__Directions for this task__.
Set down all the records below, word for word.

Items listed in a dataset:
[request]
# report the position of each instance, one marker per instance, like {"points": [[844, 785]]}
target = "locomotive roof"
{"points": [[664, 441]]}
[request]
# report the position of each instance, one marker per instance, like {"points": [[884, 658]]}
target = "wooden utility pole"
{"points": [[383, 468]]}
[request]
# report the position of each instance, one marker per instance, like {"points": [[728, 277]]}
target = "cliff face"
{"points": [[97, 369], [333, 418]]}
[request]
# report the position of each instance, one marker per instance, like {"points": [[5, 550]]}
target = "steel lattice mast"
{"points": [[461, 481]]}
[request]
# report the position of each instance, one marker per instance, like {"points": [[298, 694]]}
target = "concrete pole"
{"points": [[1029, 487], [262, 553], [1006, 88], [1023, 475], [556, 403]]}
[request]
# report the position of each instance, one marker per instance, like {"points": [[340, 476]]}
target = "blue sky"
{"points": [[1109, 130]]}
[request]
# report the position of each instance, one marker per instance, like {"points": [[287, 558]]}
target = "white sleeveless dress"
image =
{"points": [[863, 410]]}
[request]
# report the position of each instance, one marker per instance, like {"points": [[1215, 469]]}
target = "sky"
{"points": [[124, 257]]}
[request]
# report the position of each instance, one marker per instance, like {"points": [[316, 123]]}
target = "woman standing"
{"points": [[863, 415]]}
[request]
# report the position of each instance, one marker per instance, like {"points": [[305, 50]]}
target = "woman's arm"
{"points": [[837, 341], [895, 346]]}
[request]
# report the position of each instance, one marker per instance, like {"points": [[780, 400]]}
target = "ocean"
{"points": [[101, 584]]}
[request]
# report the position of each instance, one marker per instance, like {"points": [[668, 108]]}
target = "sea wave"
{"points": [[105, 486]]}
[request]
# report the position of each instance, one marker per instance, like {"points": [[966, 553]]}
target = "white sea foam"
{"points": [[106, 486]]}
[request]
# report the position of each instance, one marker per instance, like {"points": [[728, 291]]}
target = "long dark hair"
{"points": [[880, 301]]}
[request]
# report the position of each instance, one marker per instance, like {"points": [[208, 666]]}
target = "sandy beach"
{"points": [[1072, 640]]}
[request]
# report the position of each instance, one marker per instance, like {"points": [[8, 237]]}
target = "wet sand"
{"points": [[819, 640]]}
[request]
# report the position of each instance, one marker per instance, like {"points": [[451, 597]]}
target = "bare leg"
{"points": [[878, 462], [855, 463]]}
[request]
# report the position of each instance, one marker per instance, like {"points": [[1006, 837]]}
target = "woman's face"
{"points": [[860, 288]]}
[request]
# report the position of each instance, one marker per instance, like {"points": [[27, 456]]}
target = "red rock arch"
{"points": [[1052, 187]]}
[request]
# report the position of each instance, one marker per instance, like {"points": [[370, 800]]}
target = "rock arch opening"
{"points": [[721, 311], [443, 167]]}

__Answer to this problem__.
[request]
# report the position of each instance, one marker per instance, like {"points": [[844, 785]]}
target = "locomotive roof"
{"points": [[664, 441]]}
[request]
# report the position of each instance, one marker per instance, like {"points": [[884, 658]]}
target = "wooden utility pole"
{"points": [[383, 468]]}
[request]
# report the position of each instance, one marker per instance, like {"points": [[728, 277]]}
target = "cliff face"
{"points": [[97, 369], [333, 418]]}
[request]
# report the position of each instance, one marker per instance, like {"points": [[5, 550]]}
target = "steel lattice mast"
{"points": [[461, 481]]}
[request]
# report the position of each instance, one marker per instance, like {"points": [[298, 694]]}
target = "concrete pole"
{"points": [[1029, 487], [262, 553], [1006, 88], [1023, 475], [556, 403]]}
[request]
# report the position of each instance, one marker per instance, like {"points": [[340, 476]]}
target = "blue sky"
{"points": [[1109, 130]]}
[request]
# report the position of each instance, one marker per instance, like {"points": [[287, 558]]}
target = "white sleeveless dress"
image =
{"points": [[863, 410]]}
[request]
# report the position of each instance, one marker per instance, like {"points": [[1215, 469]]}
target = "sky"
{"points": [[124, 257]]}
[request]
# report the position of each instance, one marker per instance, like {"points": [[316, 123]]}
target = "woman standing"
{"points": [[863, 415]]}
[request]
# report the position of each instance, one marker per instance, like {"points": [[305, 50]]}
target = "woman's arm"
{"points": [[837, 341], [895, 346]]}
[request]
# report the position of each instance, one marker per instance, like {"points": [[780, 400]]}
target = "ocean"
{"points": [[101, 584]]}
[request]
# report the position of each instance, one marker per instance, like {"points": [[668, 108]]}
target = "sea wave"
{"points": [[105, 486]]}
[request]
# report the position of each instance, one marker per instance, like {"points": [[966, 553]]}
target = "white sea foam"
{"points": [[106, 486]]}
[request]
# report the position of each instance, one marker per instance, like {"points": [[728, 291]]}
target = "long dark hair"
{"points": [[880, 301]]}
[request]
# report the position of each instance, one marker per instance, like {"points": [[208, 666]]}
target = "sandy beach"
{"points": [[1072, 640]]}
[request]
# report the position of each instance, one marker per instance, like {"points": [[8, 237]]}
target = "wet sand"
{"points": [[819, 640]]}
[request]
# report the position of each instance, one marker per instance, like {"points": [[451, 597]]}
target = "bare leg"
{"points": [[878, 462], [855, 463]]}
[request]
# report the position of each instance, one marker per instance, like {"points": [[1006, 837]]}
target = "woman's face"
{"points": [[860, 288]]}
[request]
# report the position of each instance, one marker per instance, like {"points": [[27, 456]]}
target = "red rock arch"
{"points": [[1052, 187]]}
[request]
# report the position of each instance, one marker per instance, like {"points": [[370, 800]]}
target = "rock arch opening"
{"points": [[721, 311], [443, 167]]}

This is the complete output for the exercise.